What is required: Convert the lines from the one containing "Please annotate the moored" through the one containing "<point>594,446</point>", inclusive, into a numbered list, leaving out any blank lines.

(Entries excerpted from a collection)

+===+

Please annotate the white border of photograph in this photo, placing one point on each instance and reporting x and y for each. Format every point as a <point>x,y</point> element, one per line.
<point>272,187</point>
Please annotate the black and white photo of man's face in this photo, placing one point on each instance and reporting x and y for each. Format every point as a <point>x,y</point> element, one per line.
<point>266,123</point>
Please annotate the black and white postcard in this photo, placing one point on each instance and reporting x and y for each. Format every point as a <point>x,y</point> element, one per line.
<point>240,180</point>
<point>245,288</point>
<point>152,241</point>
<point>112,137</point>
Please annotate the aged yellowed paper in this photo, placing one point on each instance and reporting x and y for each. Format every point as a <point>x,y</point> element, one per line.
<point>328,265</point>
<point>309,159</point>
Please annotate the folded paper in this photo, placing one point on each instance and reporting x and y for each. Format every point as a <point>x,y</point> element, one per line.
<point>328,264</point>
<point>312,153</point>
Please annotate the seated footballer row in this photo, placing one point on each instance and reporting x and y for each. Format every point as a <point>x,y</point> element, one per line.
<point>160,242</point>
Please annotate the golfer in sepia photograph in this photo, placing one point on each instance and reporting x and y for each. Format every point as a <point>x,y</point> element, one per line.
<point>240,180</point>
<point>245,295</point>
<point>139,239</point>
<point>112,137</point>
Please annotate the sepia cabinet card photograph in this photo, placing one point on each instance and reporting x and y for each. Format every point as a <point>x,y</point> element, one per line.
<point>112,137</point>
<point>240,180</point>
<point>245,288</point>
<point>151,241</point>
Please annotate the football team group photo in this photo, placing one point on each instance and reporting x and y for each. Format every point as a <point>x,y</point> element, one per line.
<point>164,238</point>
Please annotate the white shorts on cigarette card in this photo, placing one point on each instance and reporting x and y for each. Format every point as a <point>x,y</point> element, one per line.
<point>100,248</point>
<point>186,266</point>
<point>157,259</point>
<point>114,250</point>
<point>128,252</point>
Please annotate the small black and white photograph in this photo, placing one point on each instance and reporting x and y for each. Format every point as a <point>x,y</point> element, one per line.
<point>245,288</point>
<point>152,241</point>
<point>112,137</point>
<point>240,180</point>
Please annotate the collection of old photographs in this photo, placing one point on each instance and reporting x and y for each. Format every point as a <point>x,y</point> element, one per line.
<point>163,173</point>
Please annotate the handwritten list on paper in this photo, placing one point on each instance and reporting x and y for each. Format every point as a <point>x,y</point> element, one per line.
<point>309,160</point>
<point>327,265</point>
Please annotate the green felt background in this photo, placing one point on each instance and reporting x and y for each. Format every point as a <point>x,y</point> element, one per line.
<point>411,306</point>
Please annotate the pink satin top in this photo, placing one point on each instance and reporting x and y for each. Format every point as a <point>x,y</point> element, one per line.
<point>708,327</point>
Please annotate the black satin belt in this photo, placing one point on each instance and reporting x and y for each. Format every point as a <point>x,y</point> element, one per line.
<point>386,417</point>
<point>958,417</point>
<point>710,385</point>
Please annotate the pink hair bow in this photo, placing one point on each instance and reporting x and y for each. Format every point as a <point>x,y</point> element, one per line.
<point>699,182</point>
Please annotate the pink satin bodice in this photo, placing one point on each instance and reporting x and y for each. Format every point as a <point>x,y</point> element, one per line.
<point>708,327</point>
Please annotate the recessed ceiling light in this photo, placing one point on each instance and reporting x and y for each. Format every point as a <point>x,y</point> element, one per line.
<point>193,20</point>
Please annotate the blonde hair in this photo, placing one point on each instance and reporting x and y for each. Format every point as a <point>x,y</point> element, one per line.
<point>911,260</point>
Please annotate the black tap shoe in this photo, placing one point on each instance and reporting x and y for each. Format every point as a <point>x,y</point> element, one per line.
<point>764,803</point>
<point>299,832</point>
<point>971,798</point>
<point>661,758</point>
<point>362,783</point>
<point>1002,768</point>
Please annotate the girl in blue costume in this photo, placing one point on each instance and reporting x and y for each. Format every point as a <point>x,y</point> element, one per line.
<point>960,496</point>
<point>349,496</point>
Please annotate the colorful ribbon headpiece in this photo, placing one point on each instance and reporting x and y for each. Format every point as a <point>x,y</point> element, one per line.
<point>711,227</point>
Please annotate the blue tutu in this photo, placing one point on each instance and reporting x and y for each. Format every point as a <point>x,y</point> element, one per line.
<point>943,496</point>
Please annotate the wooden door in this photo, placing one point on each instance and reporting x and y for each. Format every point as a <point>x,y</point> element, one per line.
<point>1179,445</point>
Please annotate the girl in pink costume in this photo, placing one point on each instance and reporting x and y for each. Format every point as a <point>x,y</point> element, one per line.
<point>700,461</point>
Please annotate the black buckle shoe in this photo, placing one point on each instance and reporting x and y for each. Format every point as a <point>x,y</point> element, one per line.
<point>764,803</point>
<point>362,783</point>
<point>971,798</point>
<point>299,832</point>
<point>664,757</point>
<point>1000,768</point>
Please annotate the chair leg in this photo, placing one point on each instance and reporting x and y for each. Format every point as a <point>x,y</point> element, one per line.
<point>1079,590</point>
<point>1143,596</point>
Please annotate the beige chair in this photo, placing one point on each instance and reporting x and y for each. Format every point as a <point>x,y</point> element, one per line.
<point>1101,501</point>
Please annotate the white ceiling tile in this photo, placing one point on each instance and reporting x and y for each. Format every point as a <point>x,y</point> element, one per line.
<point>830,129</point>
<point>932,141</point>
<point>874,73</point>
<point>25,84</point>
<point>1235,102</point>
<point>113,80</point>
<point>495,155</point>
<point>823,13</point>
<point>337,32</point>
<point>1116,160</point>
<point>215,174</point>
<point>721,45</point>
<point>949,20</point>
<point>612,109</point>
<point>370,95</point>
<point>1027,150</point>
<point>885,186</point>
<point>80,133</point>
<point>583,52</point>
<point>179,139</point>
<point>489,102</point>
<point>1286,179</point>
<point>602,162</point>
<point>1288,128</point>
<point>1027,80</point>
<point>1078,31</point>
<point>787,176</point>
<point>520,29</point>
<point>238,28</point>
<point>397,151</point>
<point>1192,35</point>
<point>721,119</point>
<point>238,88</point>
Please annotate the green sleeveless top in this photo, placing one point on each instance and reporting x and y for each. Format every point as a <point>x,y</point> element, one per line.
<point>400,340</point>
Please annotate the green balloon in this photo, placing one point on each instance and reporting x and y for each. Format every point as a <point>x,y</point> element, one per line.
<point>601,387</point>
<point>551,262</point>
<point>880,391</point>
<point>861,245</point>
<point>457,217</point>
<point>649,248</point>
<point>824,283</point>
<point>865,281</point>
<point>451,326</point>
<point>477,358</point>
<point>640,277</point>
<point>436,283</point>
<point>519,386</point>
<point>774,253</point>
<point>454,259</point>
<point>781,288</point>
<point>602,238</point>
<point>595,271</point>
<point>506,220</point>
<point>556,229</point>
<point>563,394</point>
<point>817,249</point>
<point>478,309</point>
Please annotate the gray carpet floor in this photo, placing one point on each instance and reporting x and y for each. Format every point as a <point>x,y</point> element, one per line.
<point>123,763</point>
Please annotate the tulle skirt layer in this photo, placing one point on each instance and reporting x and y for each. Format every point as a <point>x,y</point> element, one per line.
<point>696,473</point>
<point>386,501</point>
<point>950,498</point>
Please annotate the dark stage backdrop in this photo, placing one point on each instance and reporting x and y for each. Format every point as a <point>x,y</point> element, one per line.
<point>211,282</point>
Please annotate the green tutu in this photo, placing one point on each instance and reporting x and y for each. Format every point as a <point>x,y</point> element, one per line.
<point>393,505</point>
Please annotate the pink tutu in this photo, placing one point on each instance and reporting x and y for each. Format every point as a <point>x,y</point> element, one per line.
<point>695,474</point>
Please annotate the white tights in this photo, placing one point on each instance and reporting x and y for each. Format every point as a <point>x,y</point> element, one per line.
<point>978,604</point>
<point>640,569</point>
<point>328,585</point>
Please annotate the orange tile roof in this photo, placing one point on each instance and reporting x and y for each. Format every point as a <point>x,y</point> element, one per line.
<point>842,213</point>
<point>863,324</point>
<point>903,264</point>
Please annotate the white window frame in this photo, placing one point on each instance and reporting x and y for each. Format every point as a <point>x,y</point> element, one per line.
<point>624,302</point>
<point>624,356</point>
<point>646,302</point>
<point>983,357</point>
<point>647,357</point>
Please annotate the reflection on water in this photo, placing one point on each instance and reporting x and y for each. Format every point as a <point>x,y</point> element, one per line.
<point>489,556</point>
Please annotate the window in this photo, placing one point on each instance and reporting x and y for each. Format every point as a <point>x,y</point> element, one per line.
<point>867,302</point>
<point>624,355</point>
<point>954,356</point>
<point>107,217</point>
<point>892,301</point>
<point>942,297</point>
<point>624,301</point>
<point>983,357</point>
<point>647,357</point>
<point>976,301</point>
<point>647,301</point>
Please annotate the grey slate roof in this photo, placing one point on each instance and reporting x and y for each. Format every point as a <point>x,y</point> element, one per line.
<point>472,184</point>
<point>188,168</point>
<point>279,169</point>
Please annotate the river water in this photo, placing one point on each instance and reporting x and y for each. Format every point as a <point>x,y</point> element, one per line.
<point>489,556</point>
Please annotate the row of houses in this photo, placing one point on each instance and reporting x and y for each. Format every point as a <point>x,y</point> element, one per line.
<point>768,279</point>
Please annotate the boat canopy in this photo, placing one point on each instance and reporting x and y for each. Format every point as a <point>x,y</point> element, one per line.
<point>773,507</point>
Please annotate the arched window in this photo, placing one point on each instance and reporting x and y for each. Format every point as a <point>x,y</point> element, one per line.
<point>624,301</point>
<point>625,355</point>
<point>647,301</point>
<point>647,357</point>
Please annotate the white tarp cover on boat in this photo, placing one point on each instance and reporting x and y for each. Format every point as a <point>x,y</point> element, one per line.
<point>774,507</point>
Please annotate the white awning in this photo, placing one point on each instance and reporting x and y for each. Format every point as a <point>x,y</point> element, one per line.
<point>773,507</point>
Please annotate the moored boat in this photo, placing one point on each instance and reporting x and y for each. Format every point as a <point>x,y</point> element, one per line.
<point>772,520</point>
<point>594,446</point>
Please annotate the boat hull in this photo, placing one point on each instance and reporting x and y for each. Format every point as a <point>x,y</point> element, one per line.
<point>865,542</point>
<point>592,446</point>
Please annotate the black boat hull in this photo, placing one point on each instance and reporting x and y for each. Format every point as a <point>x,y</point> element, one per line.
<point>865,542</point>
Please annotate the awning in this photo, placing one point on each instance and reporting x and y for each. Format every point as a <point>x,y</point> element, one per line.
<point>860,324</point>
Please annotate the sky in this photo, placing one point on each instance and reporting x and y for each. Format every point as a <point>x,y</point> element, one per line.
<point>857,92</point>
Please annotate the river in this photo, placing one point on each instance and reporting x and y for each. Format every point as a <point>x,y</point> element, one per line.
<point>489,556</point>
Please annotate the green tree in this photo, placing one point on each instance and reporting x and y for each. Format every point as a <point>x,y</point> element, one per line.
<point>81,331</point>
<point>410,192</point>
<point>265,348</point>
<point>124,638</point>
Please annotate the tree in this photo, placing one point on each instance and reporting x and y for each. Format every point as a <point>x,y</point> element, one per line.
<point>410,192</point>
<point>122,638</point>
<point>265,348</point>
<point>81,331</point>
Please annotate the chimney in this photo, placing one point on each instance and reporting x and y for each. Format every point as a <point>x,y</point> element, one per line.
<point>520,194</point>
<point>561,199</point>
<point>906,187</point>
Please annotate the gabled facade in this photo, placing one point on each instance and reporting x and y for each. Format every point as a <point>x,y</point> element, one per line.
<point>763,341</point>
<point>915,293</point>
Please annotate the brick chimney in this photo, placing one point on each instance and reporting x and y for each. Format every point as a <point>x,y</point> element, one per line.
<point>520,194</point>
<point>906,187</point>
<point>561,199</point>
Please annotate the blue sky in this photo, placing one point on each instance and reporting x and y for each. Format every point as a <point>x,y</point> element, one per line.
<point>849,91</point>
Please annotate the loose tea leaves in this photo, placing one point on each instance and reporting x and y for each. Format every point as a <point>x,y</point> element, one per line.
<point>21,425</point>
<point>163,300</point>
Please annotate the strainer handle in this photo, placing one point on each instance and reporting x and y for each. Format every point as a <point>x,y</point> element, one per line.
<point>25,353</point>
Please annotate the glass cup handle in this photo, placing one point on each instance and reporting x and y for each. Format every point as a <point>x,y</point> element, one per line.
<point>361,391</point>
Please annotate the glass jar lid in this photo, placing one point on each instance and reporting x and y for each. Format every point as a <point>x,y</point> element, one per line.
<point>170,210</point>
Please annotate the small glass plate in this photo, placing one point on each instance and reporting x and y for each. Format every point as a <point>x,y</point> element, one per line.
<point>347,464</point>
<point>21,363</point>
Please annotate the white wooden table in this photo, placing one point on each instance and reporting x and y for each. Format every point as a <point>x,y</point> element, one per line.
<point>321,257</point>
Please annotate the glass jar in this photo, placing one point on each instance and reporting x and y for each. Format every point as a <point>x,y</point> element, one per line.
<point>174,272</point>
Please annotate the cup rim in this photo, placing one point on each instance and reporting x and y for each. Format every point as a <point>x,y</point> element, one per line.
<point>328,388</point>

+===+

Expected answer:
1. Please annotate the moored boat in this photo, placing one point on each instance and reporting x and y for each. Format every point as a <point>x,y</point> element, one per line.
2. <point>772,520</point>
3. <point>594,446</point>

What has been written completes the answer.